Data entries
---+---

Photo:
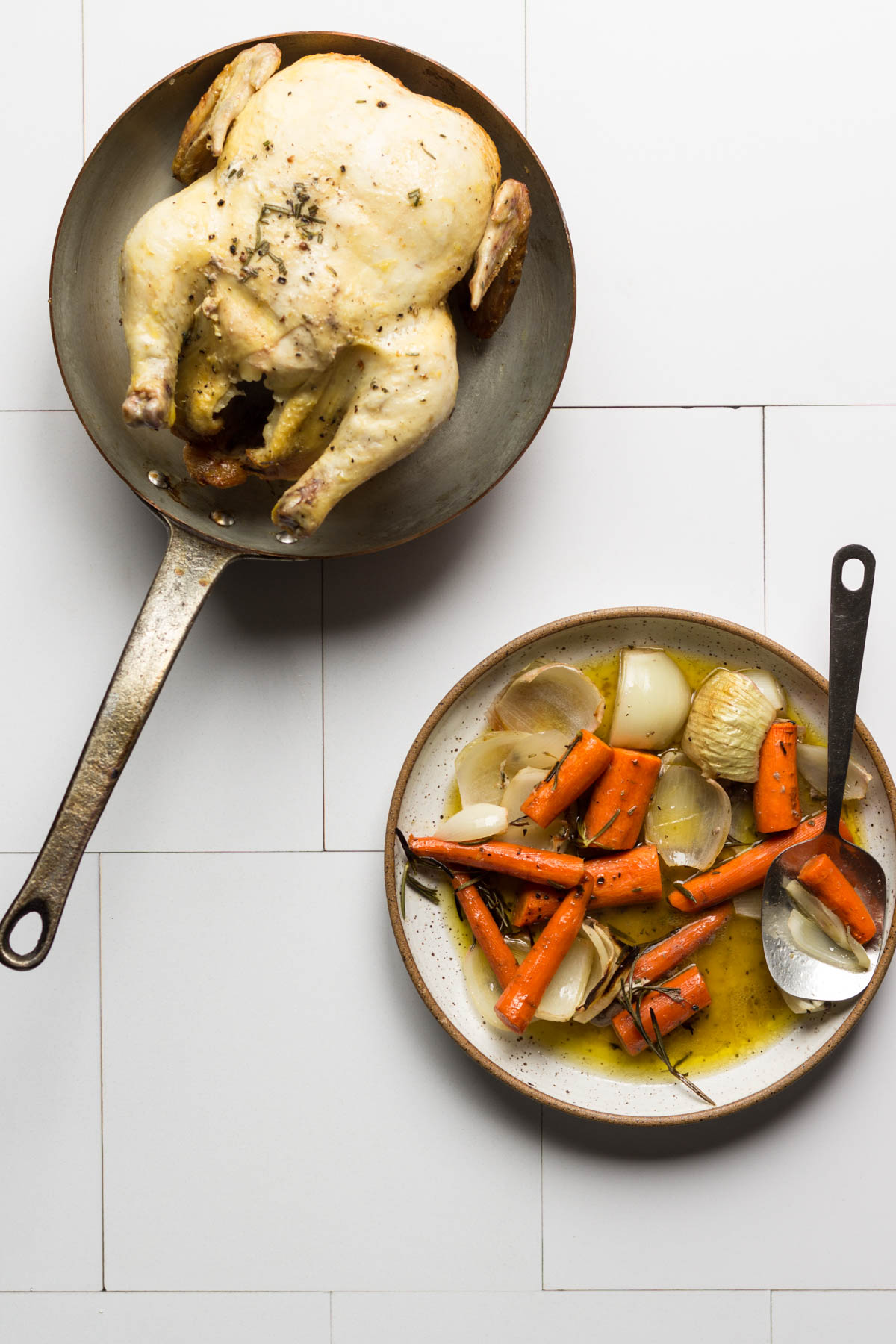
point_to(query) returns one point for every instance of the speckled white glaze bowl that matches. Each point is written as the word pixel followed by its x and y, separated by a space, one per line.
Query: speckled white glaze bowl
pixel 429 948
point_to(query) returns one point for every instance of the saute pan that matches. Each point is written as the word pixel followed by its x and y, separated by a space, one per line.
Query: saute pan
pixel 507 388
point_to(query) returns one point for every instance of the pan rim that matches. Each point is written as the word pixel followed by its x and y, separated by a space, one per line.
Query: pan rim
pixel 492 660
pixel 156 504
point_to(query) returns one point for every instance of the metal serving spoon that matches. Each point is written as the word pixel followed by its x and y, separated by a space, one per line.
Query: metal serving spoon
pixel 791 969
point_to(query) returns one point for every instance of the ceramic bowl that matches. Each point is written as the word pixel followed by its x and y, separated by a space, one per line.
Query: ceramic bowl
pixel 428 944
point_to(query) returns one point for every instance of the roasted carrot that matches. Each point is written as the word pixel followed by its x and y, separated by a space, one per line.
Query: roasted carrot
pixel 520 999
pixel 622 880
pixel 561 870
pixel 534 905
pixel 825 880
pixel 485 930
pixel 680 945
pixel 747 870
pixel 585 761
pixel 621 799
pixel 775 794
pixel 671 1009
pixel 626 880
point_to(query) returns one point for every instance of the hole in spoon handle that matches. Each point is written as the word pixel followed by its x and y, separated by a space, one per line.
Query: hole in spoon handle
pixel 849 608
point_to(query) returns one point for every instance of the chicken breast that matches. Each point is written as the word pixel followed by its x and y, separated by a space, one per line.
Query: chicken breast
pixel 314 261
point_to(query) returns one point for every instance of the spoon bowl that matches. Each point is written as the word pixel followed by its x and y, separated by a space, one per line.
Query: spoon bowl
pixel 794 971
pixel 791 969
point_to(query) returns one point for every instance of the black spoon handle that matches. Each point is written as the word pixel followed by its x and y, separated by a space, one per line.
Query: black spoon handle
pixel 849 611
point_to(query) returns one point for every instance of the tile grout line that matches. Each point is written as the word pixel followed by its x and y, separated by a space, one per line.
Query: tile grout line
pixel 323 725
pixel 526 69
pixel 765 558
pixel 591 406
pixel 102 1136
pixel 541 1184
pixel 84 89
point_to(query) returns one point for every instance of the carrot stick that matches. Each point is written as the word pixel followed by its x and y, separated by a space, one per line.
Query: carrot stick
pixel 621 800
pixel 588 759
pixel 825 880
pixel 534 905
pixel 563 870
pixel 747 870
pixel 621 880
pixel 485 930
pixel 671 1012
pixel 680 945
pixel 520 999
pixel 775 794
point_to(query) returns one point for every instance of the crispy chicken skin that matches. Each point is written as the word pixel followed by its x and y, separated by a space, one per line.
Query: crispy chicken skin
pixel 316 253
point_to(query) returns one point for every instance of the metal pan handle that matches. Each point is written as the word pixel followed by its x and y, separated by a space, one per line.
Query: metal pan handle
pixel 184 578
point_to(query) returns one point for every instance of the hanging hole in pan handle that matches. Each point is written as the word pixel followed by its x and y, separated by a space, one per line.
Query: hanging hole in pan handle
pixel 25 941
pixel 853 569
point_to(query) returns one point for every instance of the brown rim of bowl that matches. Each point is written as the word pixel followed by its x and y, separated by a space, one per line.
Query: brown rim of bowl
pixel 464 685
pixel 349 37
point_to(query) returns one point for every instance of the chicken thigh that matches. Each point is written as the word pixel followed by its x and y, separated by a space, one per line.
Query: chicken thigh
pixel 314 258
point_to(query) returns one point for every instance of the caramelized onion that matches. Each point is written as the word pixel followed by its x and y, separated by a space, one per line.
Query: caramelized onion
pixel 554 695
pixel 479 821
pixel 652 700
pixel 689 818
pixel 727 726
pixel 479 768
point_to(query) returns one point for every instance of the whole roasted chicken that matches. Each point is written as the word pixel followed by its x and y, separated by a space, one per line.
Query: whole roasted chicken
pixel 287 312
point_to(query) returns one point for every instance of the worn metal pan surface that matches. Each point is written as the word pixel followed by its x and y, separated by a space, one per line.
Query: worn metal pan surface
pixel 507 388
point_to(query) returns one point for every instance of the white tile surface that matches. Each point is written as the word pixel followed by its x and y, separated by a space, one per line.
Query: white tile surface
pixel 52 1222
pixel 482 43
pixel 835 470
pixel 280 1109
pixel 42 111
pixel 742 1191
pixel 722 175
pixel 173 1317
pixel 832 1317
pixel 231 756
pixel 588 519
pixel 535 1317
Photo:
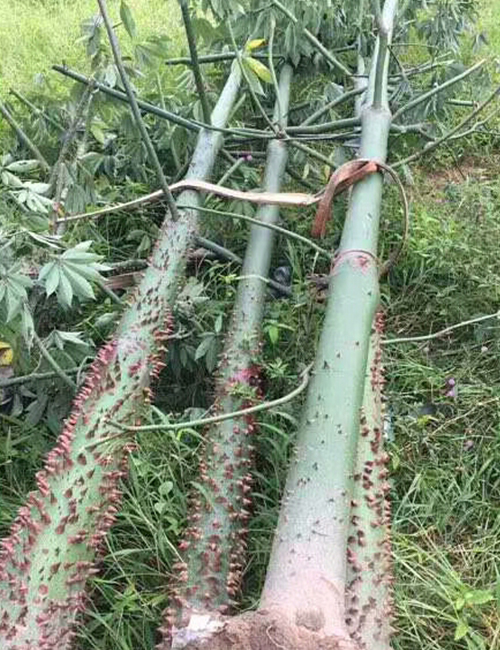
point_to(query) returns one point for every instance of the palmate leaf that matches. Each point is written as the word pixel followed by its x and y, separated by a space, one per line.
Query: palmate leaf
pixel 13 290
pixel 128 19
pixel 72 273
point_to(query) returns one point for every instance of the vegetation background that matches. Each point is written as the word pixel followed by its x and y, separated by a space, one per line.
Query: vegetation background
pixel 443 394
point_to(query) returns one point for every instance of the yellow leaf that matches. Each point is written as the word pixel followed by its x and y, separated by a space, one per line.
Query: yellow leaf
pixel 6 354
pixel 259 69
pixel 255 44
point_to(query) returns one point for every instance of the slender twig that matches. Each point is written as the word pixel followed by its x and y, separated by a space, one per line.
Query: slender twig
pixel 314 117
pixel 324 127
pixel 446 330
pixel 314 41
pixel 190 125
pixel 434 91
pixel 383 43
pixel 311 152
pixel 215 58
pixel 244 73
pixel 39 376
pixel 436 143
pixel 53 363
pixel 68 138
pixel 24 138
pixel 282 118
pixel 282 231
pixel 200 86
pixel 153 157
pixel 264 406
pixel 24 100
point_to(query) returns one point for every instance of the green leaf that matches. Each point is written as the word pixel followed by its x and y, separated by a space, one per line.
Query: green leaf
pixel 23 166
pixel 255 44
pixel 461 630
pixel 259 69
pixel 253 80
pixel 127 18
pixel 52 279
pixel 65 291
pixel 273 333
pixel 98 133
pixel 81 287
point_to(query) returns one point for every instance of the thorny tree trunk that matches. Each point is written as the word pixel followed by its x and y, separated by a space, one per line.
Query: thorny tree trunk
pixel 214 544
pixel 303 600
pixel 48 557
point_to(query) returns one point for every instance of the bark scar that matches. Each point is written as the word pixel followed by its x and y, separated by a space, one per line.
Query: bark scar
pixel 342 178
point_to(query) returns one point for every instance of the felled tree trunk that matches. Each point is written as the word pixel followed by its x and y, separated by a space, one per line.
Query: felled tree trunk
pixel 49 555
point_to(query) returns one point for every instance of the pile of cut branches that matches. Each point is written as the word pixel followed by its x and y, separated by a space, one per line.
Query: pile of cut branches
pixel 329 580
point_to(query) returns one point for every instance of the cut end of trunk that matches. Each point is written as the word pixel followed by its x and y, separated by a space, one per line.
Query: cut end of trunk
pixel 265 629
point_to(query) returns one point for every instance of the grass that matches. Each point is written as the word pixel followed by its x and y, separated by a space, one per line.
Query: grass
pixel 446 450
pixel 36 34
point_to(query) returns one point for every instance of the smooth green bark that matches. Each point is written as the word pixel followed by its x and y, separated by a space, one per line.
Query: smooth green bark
pixel 306 576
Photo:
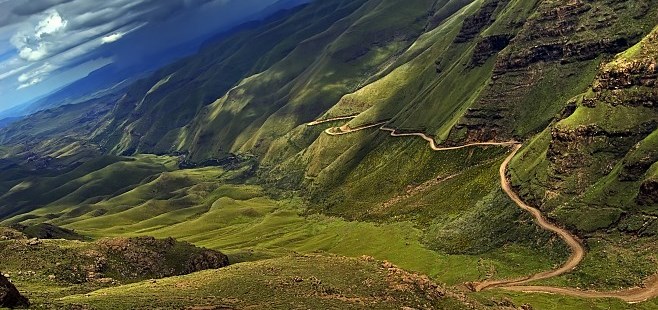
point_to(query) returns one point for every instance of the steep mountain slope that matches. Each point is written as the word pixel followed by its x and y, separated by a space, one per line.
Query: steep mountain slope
pixel 573 81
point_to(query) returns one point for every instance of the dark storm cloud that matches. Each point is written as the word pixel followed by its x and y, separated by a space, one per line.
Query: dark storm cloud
pixel 48 37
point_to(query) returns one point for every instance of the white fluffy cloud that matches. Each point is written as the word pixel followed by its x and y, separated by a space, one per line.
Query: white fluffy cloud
pixel 112 37
pixel 42 40
pixel 33 43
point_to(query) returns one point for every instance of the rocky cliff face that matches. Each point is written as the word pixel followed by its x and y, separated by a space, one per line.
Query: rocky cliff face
pixel 603 155
pixel 554 49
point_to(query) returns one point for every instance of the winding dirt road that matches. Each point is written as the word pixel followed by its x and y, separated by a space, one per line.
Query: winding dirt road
pixel 633 295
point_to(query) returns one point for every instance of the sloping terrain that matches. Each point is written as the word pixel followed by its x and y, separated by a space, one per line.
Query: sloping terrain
pixel 309 131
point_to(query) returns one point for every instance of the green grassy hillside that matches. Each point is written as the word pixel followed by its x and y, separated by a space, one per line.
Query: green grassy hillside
pixel 239 169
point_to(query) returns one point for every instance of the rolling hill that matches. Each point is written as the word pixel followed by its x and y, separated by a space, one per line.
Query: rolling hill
pixel 430 134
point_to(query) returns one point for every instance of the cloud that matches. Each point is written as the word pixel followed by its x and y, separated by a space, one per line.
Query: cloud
pixel 43 40
pixel 112 38
pixel 31 7
pixel 33 44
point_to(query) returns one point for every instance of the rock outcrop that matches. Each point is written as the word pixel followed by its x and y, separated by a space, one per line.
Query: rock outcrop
pixel 9 295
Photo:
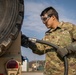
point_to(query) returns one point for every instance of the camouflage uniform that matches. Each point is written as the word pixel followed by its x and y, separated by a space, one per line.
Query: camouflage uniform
pixel 62 36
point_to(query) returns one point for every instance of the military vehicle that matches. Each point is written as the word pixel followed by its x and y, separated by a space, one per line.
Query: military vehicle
pixel 11 17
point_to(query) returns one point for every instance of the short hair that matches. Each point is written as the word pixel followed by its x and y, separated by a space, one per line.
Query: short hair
pixel 50 11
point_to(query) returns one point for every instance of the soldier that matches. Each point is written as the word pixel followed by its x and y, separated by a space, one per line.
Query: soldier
pixel 62 34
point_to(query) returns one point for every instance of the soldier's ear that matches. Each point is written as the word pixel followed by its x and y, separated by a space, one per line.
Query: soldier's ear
pixel 53 17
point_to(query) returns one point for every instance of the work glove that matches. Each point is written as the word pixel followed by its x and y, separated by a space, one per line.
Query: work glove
pixel 67 50
pixel 24 41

---+---

- PROBLEM -
In the entries above, the lines from the one bearing "Query: green leaf" up to and including the one bearing "point_to(query) returns one point for every instance of the bark" should be transcribed exactly; no other line is wanted.

- OUTPUT FOR THIS TASK -
Query: green leaf
pixel 23 166
pixel 255 44
pixel 461 630
pixel 259 69
pixel 253 80
pixel 127 18
pixel 52 279
pixel 65 291
pixel 273 333
pixel 98 133
pixel 81 287
point_to(query) returns one point for every instance of the thorny tree trunk that matches. Each point is written as the word pixel followed by its x and y, separated by a space, one per line.
Query: thorny tree trunk
pixel 214 544
pixel 303 600
pixel 48 557
point_to(query) returns one point for every instance of the bark scar that matches. Each point is written as the word pixel followed by its x and y, separated by a space, one per line.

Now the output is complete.